ЧТО НУЖНО СДЕЛАТЬ: Продолжите приведенную ниже статью к юбилею Лермонтова, начав сразу после ее последнего предложения.

-------- ПРЕДЛОЖЕННЫЙ ТЕКСТ

Книжно-Газетный Киоск


Ольга КУРГАНСКАЯ

"НЕ КОНЧИВ ПЕСНИ ЛЕБЕДИНОЙ…"

200 лет со дня рождения Михаила Лермонтова


3 октября литературная Россия отмечает юбилейную дату – двухсотлетие поэта, чья ранняя гибель и поныне отзывается неутихающей болью в сердцах всех просвещенных людей – тех, кому дорого русское слово, кому близка лермонтовская поэзия, подарившая миру романтическую грезу о любви и счастье.
В дни юбилея мы вспоминаем Михаила Юрьевича Лермонтова и мысленно проходим по извилистым дорогам его короткой, но пламенной жизни.

Портретная галерея "мятежного демона"


Когда мы произносим имя Лермонтова, нам представляется совсем молодой человек с пронзительным, испытующим взглядом громадных, бездонных глаз, сила обаяния которых до сих пор остается загадкой. Художник Маликов отмечает: "Глаза эти производили чарующее впечатление на того, кто бывал симпатичен Лермонтову. Во время вспышек гнева они были ужасны". Эти впечатления остались и у однокашника поэта по Московскому университету, Павла Вистенгофа: "Как удар молнии сверкнули его глаза; трудно было выдержать этот насквозь пронизывающий, неприветливый взгляд".

----------------
-------- ИСХОДНЫЕ ДАННЫЕ

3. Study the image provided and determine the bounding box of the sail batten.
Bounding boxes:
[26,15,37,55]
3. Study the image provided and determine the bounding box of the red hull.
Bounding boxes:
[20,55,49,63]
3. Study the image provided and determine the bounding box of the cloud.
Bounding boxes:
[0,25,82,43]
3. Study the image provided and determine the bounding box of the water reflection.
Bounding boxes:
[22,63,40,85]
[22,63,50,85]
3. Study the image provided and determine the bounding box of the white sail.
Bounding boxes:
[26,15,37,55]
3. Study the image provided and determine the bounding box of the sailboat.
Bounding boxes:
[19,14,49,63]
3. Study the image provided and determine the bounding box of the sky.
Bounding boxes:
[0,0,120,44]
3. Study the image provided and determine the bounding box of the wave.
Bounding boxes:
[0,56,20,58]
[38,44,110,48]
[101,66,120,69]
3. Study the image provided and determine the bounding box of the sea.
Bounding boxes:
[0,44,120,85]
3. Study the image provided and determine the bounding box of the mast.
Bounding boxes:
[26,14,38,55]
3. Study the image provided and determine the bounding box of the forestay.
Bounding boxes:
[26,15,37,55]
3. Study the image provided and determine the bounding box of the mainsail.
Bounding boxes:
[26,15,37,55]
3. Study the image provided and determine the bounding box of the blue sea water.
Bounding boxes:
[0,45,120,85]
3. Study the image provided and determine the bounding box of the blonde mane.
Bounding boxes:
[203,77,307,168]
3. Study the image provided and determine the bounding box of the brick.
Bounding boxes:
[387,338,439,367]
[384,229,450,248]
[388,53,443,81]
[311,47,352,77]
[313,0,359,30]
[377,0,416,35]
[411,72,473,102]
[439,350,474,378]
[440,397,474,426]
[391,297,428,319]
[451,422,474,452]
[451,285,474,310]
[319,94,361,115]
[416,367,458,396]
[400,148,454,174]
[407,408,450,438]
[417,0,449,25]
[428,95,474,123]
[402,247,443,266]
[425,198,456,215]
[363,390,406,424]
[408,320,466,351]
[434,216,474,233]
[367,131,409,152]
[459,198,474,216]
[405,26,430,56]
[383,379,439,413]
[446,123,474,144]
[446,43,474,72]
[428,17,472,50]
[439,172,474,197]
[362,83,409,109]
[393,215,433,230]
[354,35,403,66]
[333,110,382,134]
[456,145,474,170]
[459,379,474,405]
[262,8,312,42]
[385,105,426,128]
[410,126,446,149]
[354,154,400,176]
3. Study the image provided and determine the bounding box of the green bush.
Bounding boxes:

----------------

ОТВЕТ:
Оказавшись в портретной галерее поэта, и мы встречаемся с сумрачным взглядом "мятежного демона". И все пытаемся понять внутренний мир этого гения, крепко запечатавшего тайну своей души, до сих пор никем неразгаданной.

"Внемлю сладким звукам я"


Лермонтов был человеком редкостной одаренности. С юности проявлял свои выдающиеся способности не только в литературе, живописи, но и в музыке. В душе он был артист, жил музыкой и сам играл на скрипке, по большей части оставаясь недовольным собою. Для него одна фальшивая нота становилась источником невыразимого страдания. Случалось ли услышать ее в игре другого, собственный ли смычок изменял ему, с ним тотчас делалось что-то необыкновенное.
Не ограничиваясь собственными музыкальными занятиями, Лермонтов всегда стремился послушать выступления известных артистов. Огромное удовольствие и душевное успокоение находил он в звуках гитары Михаила Высотского, одного из ярких салонных исполнителей своего времени. Лучший памятник этому мастеру – восторженные стихи молодого поэта:

Что за звуки! Неподвижен, внемлю
Сладким звукам я;
Забываю вечность, небо, землю,
Самого себя.
И в душе они рождают
Сны веселых лет
И в одежду жизни одевают
Все, чего уж нет.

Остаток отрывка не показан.